---------- Given data

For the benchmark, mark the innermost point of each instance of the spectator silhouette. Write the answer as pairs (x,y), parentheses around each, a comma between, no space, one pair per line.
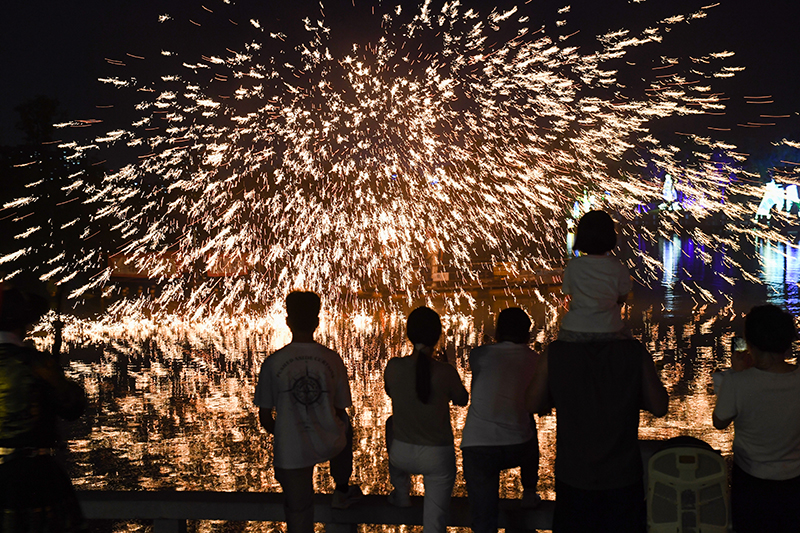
(499,432)
(598,389)
(763,402)
(302,394)
(35,492)
(419,434)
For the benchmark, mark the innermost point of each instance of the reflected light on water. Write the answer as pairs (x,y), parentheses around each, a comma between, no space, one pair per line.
(171,399)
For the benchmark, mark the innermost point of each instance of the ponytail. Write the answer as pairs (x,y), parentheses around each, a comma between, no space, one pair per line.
(423,373)
(424,327)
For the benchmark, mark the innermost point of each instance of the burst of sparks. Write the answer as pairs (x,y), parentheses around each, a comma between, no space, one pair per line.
(332,172)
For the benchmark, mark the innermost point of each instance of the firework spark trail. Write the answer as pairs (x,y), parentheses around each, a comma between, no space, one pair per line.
(330,172)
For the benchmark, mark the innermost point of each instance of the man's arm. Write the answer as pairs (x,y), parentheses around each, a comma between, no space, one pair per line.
(654,396)
(537,397)
(265,416)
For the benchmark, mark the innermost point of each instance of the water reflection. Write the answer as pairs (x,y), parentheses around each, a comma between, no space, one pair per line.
(780,272)
(171,401)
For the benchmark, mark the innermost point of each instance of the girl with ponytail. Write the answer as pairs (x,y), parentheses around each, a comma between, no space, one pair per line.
(419,434)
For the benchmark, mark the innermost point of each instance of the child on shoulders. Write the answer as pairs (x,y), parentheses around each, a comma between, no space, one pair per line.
(597,282)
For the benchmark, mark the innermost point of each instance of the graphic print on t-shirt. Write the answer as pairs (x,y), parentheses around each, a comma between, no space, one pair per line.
(306,389)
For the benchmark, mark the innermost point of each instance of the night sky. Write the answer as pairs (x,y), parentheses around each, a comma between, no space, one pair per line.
(59,49)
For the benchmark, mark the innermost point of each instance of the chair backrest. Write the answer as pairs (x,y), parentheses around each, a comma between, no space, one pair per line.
(687,491)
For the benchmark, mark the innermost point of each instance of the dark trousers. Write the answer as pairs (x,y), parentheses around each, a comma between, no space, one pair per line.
(482,467)
(764,505)
(614,511)
(298,487)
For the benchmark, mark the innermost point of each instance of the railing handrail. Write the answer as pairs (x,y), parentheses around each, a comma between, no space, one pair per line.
(171,509)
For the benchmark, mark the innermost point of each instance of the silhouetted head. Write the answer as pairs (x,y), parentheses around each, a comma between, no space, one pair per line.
(19,309)
(595,234)
(513,325)
(770,329)
(302,310)
(424,326)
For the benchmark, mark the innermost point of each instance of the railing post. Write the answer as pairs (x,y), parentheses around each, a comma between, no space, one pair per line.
(169,525)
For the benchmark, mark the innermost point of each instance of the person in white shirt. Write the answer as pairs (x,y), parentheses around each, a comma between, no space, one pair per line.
(419,435)
(302,394)
(597,283)
(763,402)
(499,432)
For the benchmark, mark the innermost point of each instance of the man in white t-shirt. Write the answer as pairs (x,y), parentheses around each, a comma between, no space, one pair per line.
(302,394)
(499,432)
(763,403)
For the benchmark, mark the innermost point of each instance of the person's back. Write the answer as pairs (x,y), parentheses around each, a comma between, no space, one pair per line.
(501,374)
(419,437)
(35,490)
(763,403)
(596,282)
(417,422)
(302,393)
(598,389)
(499,432)
(306,383)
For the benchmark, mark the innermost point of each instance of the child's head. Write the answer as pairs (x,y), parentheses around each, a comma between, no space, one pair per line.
(424,326)
(595,234)
(513,325)
(769,329)
(302,310)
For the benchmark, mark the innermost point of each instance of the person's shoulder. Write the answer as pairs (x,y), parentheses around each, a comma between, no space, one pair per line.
(482,351)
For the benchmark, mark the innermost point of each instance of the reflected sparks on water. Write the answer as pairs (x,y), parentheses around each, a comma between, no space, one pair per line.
(172,399)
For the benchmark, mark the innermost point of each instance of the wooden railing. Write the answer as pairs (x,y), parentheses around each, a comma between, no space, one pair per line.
(169,510)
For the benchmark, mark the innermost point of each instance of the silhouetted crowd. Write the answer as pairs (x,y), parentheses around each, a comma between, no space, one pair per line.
(596,376)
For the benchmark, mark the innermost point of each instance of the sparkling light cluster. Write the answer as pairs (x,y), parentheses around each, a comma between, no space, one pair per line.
(334,172)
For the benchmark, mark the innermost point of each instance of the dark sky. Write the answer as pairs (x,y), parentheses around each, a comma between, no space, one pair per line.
(60,48)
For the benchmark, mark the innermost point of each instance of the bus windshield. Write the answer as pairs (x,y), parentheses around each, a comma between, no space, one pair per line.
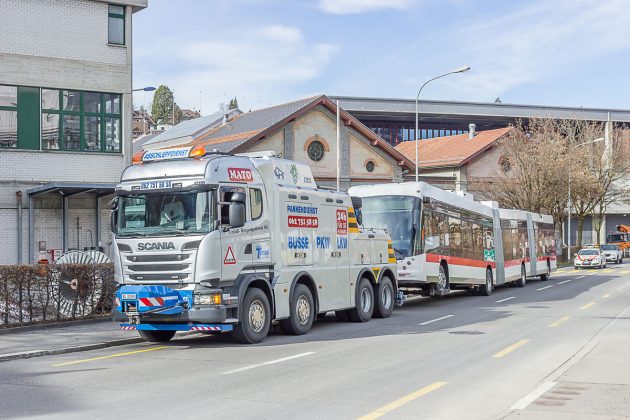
(170,213)
(396,214)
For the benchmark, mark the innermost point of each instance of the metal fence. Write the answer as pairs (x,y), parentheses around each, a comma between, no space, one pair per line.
(51,293)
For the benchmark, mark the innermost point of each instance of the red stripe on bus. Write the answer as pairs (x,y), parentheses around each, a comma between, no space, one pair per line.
(460,261)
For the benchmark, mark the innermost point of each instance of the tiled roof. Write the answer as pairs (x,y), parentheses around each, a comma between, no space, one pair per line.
(246,126)
(450,150)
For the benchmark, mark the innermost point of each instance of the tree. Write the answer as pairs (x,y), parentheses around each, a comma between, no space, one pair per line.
(162,107)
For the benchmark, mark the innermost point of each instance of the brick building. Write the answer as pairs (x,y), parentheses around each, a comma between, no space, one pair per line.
(65,121)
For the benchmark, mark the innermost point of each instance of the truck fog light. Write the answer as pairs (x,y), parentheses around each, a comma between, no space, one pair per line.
(213,299)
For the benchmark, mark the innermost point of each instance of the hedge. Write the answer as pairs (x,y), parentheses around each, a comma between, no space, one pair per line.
(51,293)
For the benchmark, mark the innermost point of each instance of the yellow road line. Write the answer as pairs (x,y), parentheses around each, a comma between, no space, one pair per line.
(560,321)
(402,401)
(511,348)
(127,353)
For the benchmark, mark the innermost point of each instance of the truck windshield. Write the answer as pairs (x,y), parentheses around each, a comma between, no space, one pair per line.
(396,214)
(172,213)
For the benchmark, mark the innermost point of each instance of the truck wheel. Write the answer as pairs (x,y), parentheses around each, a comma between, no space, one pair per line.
(301,313)
(159,336)
(523,280)
(254,319)
(486,289)
(364,308)
(384,296)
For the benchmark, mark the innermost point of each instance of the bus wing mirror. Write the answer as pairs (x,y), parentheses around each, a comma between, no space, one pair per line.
(237,214)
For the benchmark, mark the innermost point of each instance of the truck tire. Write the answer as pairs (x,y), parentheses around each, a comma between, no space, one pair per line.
(159,336)
(523,280)
(486,288)
(254,319)
(364,308)
(384,298)
(301,312)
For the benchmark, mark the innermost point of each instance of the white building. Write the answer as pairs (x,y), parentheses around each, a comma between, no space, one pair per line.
(65,121)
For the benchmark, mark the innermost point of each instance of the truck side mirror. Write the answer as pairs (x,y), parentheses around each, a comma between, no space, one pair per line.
(113,206)
(237,210)
(237,215)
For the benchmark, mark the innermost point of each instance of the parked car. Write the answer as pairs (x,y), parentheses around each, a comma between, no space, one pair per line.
(589,257)
(612,253)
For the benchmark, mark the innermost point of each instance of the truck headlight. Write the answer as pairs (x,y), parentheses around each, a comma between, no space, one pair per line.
(207,299)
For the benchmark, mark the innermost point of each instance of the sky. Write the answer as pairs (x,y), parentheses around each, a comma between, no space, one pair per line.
(264,52)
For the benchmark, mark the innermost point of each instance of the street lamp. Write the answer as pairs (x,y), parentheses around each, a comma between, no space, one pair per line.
(569,204)
(458,70)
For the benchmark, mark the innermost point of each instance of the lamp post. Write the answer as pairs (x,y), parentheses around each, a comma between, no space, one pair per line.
(458,70)
(569,203)
(144,101)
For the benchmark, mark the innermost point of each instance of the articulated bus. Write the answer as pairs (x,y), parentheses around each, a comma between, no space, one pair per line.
(444,241)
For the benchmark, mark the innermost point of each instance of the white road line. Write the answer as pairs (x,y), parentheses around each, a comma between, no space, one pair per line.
(436,319)
(271,362)
(532,396)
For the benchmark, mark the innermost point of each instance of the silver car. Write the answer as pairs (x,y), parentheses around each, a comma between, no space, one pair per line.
(612,253)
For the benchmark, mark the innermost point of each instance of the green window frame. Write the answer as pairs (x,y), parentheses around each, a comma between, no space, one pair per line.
(81,121)
(116,24)
(9,140)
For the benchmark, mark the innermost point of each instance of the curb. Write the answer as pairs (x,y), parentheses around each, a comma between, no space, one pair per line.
(86,347)
(61,324)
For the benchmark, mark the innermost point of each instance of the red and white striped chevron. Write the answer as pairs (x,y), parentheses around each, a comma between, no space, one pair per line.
(158,301)
(200,328)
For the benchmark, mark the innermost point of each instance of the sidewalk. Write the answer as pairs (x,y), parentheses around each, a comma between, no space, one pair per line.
(67,338)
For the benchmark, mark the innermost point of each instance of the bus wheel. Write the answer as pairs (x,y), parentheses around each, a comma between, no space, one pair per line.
(365,302)
(254,318)
(384,296)
(302,312)
(521,282)
(486,289)
(159,336)
(545,277)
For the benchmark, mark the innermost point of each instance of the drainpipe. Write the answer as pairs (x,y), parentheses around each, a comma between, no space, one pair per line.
(18,196)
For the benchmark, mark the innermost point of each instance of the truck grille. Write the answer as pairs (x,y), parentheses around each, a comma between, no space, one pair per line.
(159,268)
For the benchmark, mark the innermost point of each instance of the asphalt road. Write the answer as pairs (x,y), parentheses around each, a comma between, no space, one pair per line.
(553,349)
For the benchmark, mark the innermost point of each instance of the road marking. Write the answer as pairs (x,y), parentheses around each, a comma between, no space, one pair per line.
(271,362)
(559,322)
(510,348)
(435,320)
(402,401)
(127,353)
(532,396)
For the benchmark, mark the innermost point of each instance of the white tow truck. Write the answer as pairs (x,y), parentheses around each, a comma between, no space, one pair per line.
(214,242)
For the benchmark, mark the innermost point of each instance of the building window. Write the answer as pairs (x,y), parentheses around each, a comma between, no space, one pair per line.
(80,121)
(315,151)
(8,116)
(116,24)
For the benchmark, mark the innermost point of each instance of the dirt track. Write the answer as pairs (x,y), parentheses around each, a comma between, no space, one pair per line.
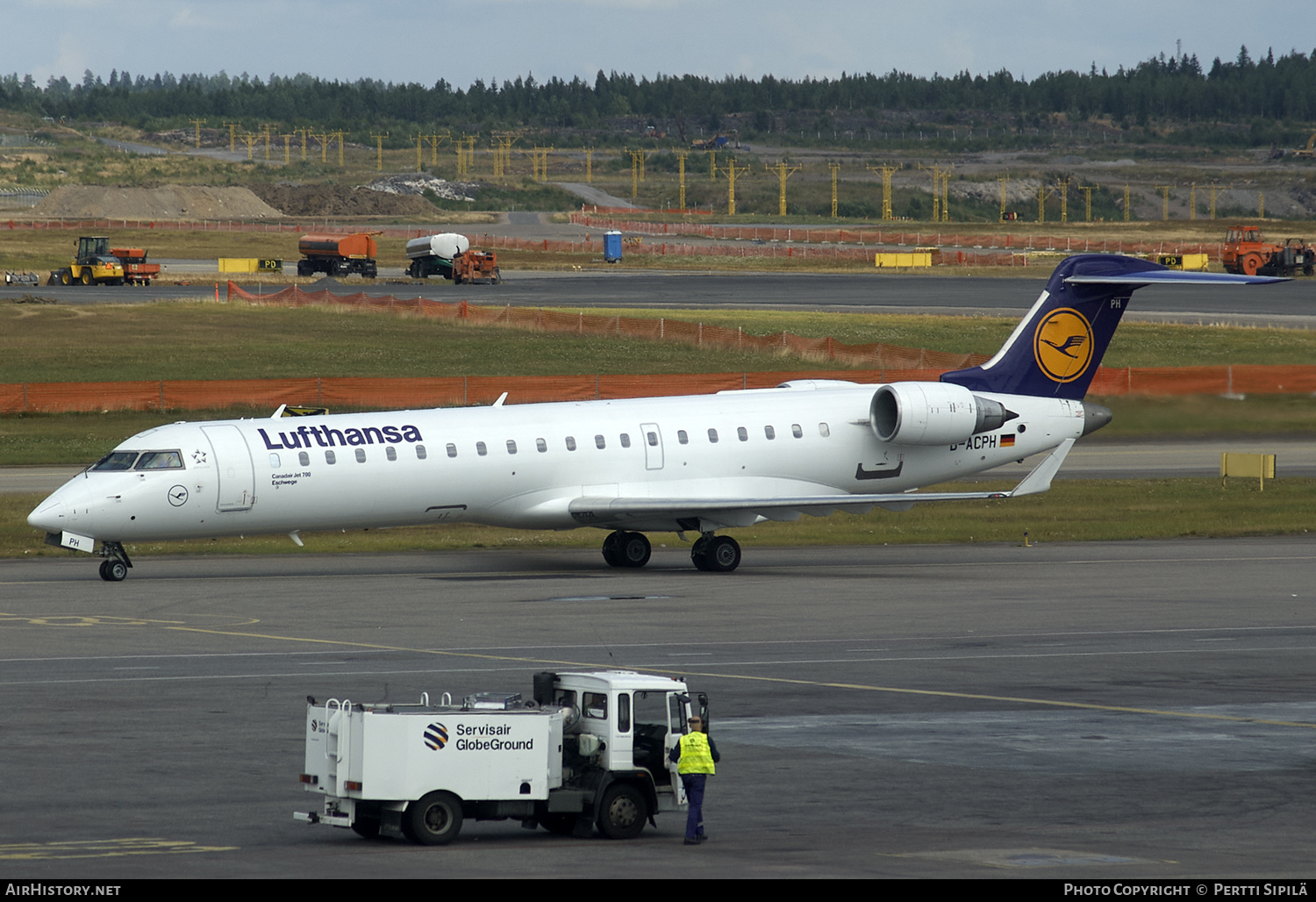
(165,202)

--------------------

• _Job_: Copy nothing outside the span: please output the lines from the one with "the bus wheel." through the end of the entries above, and skip the pictures.

• _Output for this task_:
For the benchmark, mark the innermost point of each instance of the bus wheel. Write the answer as pairs (x,y), parentheses around each, a comma between, no space, one pair per line.
(365,302)
(254,318)
(384,296)
(302,312)
(521,282)
(486,289)
(159,336)
(545,277)
For the benchmark, mark the innermost point of each instance of the drainpipe. Write the answer as pairs (x,y), parentheses around each, a comma between, no space, one pair per line.
(18,196)
For the benchmark, mark the innermost point of each instance of the truck grille. Write the answer as pairs (x,y), parentheses around each, a comma between, no space, one pair per line.
(159,268)
For the benchmark, mark the innermost point of each instance of the asphalt road. Write the answer as pairs (x,y), parentheses around each, a comma between, no space, one pair per line.
(553,349)
For the benchmark, mark the innermost point of each instance of the road marking. Write the answer as pairs (x,y), parentheses around each, a comma between, no space, one pair per line.
(271,362)
(559,322)
(510,348)
(435,320)
(402,401)
(127,353)
(532,396)
For the benchmark, mark the innermost point of each instance of the white tow truck. Write the answer as pairs (x,y), parentheses around each, a comma between, no space, one pair per line.
(214,242)
For the benchmark, mark the innermost point of each instance of the building window. Write the answer as pairs (x,y), parentheses around each, a comma between, no space, one pair per line.
(80,121)
(315,151)
(8,116)
(116,24)
For the benchmark, mark the innermost point of each instance of the dirt track. Write the answer as pairs (x,y), parentheses around each, a comma between, no space, one pair per line.
(165,202)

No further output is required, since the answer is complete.